*Trecho do documento*:
___

A Era dos Impérios
    José Tadeu Cordeiro

 

 

“Memória é vida. Seus portadores sempre são grupos de pessoas vivas, e por isso a memória está em permanente evolução. Ela está sujeita a dialética da lembrança e do esquecimento, inadvertida de suas deformações sucessivas e aberta a qualquer tipo de uso e manipulação (...). A história é sempre a incompleta e problemática reconstrução do que já não existe. A memória sempre pertence a nossa época e está intimamente ligada ao eterno presente: a história é uma representação do passado”.

 

Pierre Nora, 1984

 

Hobsbawn parte de dados biográficos – sua mãe formou-se numa escola de ensino secundário, em Viena, 1913, uma façanha incomum na Europa Central, e ganhou como premio uma viagem ao exterior. O lugar escolhido foi o Egito, então um museu vivo, próprio para o aprimoramento cultural e, onde vivia um tio, com empórios em vários lugares do Oriente. Seu pai, filho de imigrantes poloneses, que buscavam melhores condições de vida em Londres, partiu para o Egito para trabalhar numa companhia de navegação. Lá os dois se encontraram e casaram-se.

 

Para o autor é improvável que um encontro assim tivesse acontecido, nessas circunstâncias, em qualquer período anterior a essa época,ou seja é nessa época de expansão imperialista, onde um grupo pequeno de países dominaram o mundo todo, que foi possível o encontro de pessoas de classe média, a trabalho ou divertindo-se em outros continentes.

___

*Instruções da tarefa*:
Retome o texto sobre A Era dos Impérios e dê continuidade a ele a partir da última frase apresentada. O material apresentado depois deste ponto não é necessário.

___

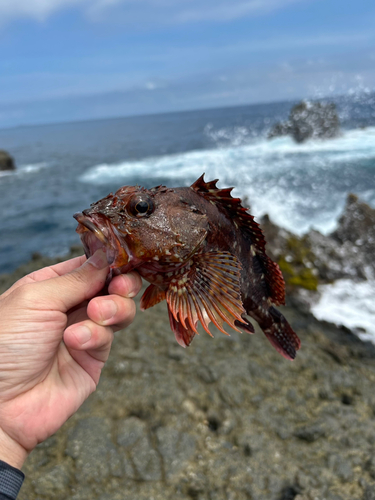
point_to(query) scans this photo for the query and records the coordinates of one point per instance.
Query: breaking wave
(298, 185)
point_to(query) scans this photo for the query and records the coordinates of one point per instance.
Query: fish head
(137, 225)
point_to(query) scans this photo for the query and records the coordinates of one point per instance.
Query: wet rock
(309, 120)
(89, 444)
(6, 161)
(310, 433)
(54, 481)
(133, 435)
(176, 448)
(228, 418)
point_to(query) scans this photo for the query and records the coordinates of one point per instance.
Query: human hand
(54, 340)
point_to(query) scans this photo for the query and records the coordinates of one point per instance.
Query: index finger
(126, 285)
(48, 272)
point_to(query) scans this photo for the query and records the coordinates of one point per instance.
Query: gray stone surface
(227, 418)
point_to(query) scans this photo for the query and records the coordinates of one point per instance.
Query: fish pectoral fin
(152, 296)
(209, 291)
(184, 336)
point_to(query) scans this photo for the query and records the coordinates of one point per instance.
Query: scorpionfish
(201, 251)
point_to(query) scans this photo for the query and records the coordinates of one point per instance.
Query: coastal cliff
(226, 418)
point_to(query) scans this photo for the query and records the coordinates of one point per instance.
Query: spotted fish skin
(201, 251)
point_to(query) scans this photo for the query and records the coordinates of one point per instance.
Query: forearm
(11, 452)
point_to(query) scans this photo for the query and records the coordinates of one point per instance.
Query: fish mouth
(96, 232)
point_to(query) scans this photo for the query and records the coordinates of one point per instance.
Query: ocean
(62, 168)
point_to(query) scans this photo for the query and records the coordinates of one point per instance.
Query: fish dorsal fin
(232, 206)
(246, 223)
(207, 289)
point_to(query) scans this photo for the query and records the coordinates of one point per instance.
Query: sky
(65, 60)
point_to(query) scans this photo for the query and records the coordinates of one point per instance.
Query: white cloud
(144, 11)
(36, 9)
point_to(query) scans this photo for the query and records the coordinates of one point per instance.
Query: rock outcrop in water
(6, 161)
(309, 120)
(348, 252)
(227, 418)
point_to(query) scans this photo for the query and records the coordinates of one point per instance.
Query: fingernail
(83, 334)
(98, 260)
(134, 285)
(108, 309)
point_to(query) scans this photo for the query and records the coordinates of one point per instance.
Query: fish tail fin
(281, 335)
(246, 326)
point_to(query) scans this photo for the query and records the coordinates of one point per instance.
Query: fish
(200, 250)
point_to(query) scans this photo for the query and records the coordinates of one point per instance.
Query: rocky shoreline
(228, 418)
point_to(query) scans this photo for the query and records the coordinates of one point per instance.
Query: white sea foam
(350, 304)
(284, 179)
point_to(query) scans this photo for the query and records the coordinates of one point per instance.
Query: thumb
(83, 283)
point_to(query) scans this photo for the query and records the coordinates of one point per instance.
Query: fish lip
(88, 224)
(93, 238)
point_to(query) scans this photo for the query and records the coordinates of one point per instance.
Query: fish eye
(141, 206)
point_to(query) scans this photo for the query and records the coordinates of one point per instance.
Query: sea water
(62, 168)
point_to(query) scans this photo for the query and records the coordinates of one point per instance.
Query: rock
(6, 161)
(133, 435)
(309, 120)
(228, 418)
(176, 449)
(89, 444)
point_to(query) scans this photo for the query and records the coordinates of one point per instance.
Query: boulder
(6, 161)
(309, 120)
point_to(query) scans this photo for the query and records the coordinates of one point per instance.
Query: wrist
(11, 451)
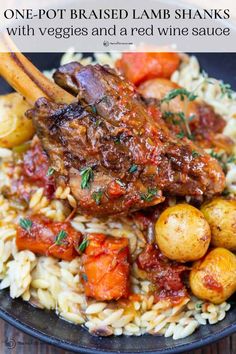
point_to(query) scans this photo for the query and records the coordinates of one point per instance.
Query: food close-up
(117, 191)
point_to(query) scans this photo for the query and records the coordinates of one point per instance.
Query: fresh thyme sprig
(149, 196)
(97, 196)
(25, 224)
(87, 175)
(84, 244)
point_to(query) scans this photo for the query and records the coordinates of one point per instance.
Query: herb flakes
(97, 196)
(195, 154)
(25, 224)
(84, 244)
(133, 168)
(182, 92)
(50, 172)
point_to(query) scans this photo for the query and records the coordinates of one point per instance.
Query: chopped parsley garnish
(151, 193)
(117, 140)
(82, 247)
(84, 276)
(118, 181)
(97, 196)
(222, 159)
(26, 224)
(93, 108)
(133, 168)
(60, 237)
(182, 92)
(87, 175)
(195, 154)
(50, 172)
(226, 90)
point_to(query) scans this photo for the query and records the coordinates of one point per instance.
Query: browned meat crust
(131, 157)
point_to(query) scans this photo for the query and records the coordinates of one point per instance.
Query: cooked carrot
(106, 267)
(45, 237)
(139, 67)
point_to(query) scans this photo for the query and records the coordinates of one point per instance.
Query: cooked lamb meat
(111, 151)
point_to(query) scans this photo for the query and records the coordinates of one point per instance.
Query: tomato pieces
(106, 267)
(165, 275)
(45, 237)
(35, 169)
(139, 67)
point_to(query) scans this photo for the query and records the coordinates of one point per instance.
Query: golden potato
(221, 216)
(182, 233)
(15, 128)
(214, 277)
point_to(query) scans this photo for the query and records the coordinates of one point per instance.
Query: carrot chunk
(139, 67)
(45, 237)
(106, 267)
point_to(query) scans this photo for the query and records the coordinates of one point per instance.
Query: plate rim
(66, 345)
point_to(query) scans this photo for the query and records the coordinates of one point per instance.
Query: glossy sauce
(41, 238)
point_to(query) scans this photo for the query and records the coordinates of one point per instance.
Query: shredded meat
(131, 158)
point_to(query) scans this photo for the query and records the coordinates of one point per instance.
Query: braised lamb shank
(114, 155)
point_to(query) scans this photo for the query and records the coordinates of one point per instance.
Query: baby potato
(220, 214)
(214, 277)
(15, 128)
(182, 233)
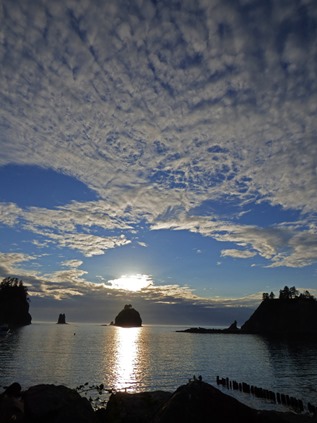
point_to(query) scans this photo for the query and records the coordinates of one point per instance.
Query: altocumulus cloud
(160, 107)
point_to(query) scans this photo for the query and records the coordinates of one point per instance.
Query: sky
(158, 153)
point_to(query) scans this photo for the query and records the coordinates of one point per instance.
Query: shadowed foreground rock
(135, 408)
(195, 402)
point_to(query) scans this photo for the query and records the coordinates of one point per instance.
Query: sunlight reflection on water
(127, 358)
(153, 358)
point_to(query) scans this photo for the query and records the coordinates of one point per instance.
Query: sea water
(155, 358)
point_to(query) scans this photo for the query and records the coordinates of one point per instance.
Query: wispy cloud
(159, 108)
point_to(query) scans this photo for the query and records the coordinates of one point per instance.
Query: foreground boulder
(134, 408)
(195, 402)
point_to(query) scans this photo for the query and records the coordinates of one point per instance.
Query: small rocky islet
(128, 318)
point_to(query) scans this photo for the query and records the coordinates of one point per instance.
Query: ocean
(156, 358)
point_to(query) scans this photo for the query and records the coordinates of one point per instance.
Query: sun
(131, 282)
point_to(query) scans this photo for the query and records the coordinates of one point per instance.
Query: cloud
(159, 110)
(237, 253)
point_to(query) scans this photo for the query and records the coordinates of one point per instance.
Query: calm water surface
(154, 357)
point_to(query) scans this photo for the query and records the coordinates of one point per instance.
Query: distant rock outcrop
(14, 303)
(289, 317)
(128, 317)
(61, 319)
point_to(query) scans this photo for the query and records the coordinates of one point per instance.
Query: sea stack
(128, 317)
(61, 319)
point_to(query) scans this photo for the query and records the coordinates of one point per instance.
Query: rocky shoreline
(196, 401)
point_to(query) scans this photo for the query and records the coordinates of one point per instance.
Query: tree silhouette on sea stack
(128, 317)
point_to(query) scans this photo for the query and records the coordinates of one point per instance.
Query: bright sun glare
(131, 282)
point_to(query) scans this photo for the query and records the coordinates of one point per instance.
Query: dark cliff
(290, 317)
(128, 317)
(14, 303)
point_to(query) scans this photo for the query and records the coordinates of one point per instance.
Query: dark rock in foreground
(195, 402)
(46, 403)
(137, 408)
(287, 317)
(128, 317)
(14, 303)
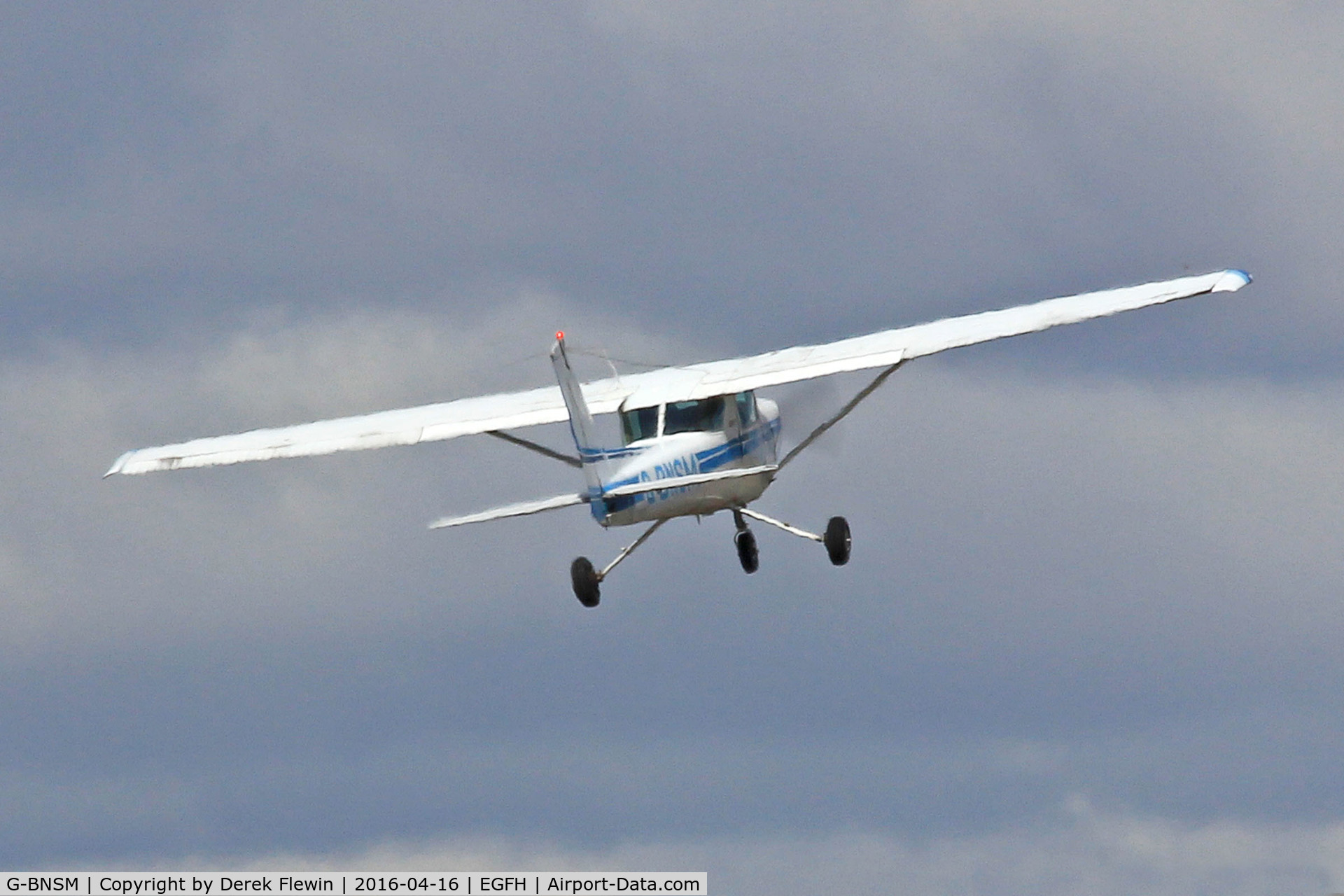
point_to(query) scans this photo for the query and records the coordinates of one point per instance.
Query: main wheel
(838, 540)
(585, 582)
(748, 554)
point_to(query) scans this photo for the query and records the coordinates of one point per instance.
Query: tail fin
(581, 419)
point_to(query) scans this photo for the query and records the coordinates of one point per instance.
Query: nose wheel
(745, 542)
(838, 540)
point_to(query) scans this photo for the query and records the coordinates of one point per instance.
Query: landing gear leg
(745, 543)
(587, 580)
(836, 538)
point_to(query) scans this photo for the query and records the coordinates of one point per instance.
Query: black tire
(748, 554)
(838, 540)
(585, 582)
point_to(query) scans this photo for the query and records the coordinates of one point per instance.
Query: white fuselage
(672, 456)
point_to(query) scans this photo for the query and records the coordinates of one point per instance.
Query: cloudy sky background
(1088, 641)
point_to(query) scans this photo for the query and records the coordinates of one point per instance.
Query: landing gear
(585, 582)
(748, 554)
(588, 580)
(838, 540)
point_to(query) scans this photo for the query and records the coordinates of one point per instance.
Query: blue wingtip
(1231, 281)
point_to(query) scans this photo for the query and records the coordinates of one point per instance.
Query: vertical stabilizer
(581, 419)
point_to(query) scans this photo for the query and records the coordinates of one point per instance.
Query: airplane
(696, 440)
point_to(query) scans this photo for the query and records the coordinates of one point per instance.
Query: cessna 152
(696, 438)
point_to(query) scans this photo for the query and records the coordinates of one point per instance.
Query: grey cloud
(1107, 586)
(1117, 583)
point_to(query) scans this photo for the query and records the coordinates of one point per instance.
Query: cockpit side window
(746, 409)
(640, 424)
(702, 415)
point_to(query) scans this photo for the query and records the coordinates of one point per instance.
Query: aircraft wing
(484, 414)
(406, 426)
(890, 347)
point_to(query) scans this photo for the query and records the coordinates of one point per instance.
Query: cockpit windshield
(702, 415)
(640, 424)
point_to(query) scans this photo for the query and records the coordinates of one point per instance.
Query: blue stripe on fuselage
(705, 461)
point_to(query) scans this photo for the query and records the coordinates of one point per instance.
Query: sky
(1088, 640)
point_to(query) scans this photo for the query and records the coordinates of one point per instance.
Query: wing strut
(853, 403)
(534, 447)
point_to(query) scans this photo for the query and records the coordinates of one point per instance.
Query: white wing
(889, 347)
(465, 416)
(407, 426)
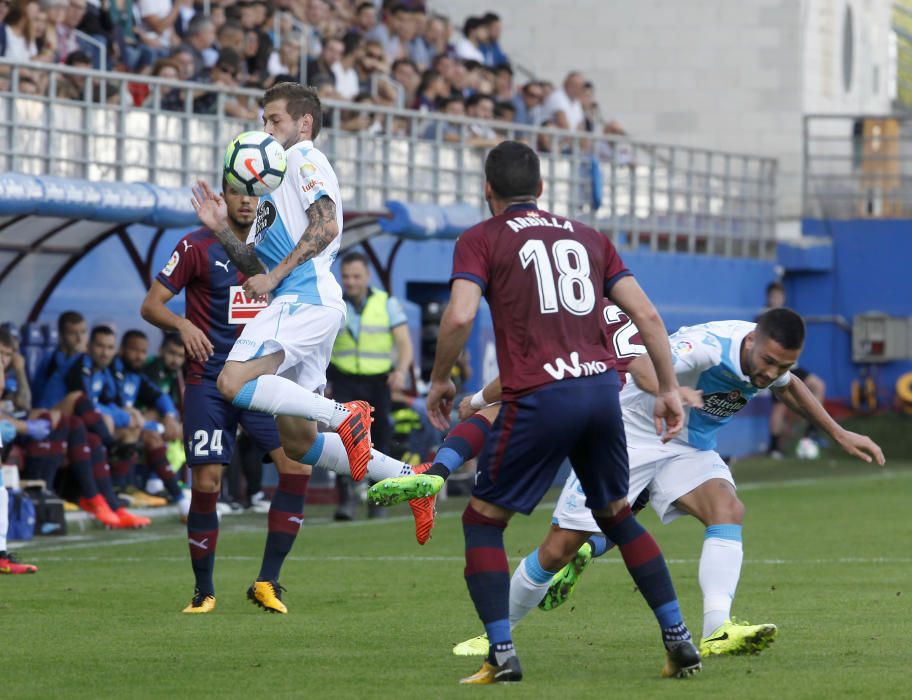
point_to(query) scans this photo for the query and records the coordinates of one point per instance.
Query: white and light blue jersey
(706, 357)
(282, 219)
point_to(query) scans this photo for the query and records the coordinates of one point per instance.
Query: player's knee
(207, 478)
(227, 384)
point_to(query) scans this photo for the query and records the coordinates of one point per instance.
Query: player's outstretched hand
(690, 396)
(260, 285)
(861, 446)
(210, 207)
(440, 403)
(668, 408)
(198, 346)
(465, 408)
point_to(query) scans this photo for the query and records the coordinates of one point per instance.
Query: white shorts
(304, 332)
(668, 473)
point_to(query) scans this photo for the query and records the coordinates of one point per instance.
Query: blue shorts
(210, 426)
(575, 419)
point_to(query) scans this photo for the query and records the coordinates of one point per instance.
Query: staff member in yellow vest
(362, 366)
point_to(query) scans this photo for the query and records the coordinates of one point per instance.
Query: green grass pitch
(373, 615)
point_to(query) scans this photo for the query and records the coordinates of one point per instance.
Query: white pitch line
(416, 558)
(143, 537)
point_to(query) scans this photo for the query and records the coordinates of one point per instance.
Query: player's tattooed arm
(241, 254)
(321, 230)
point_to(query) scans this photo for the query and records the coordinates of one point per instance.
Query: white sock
(527, 587)
(335, 459)
(720, 569)
(4, 517)
(282, 397)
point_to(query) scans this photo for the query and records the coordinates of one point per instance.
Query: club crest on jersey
(172, 263)
(518, 223)
(266, 215)
(723, 404)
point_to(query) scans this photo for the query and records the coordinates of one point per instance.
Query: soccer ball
(254, 163)
(807, 449)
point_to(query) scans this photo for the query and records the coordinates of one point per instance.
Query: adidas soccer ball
(254, 163)
(807, 449)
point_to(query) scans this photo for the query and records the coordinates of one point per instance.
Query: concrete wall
(734, 75)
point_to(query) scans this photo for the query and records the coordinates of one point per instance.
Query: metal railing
(643, 195)
(857, 166)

___

*Resposta*:
 

Para todos nós há uma zona de penumbra entre a história e a memória, entre o passado como um registro geral aberto a um exame mais ou menos isento e o passado como parte lembrada ou de experiências de nossas vidas.

 

A extensão dessa zona de penumbra pode variar, bem como a obscuridade e a imprecisão que a caracterizam. Mas sempre há essa terra-de-ninguém no tempo.É a parte da história cuja compreensão é mais árdua para os historiadores – é o caso do autor ao se propor a compreender este período.

 

O mundo em que vivemos é ainda, em grande medida um mundo feito por homens e mulheres que cresceram no período de que trata este livro. Considere-se as personagens políticas do século XX, em 1914 Lênin tinha 44 anos; Stalin, 35; Roosevelt,30; Keynes,32; Hitler,25; Churchill,40; Ghandhi,45; Nehru, 25; Mao,21; Tito e Franco, 22; etc. e, depois de transcorridos 75 anos do século XX, a Era dos Impérios é significativa na formação do pensamento moderno.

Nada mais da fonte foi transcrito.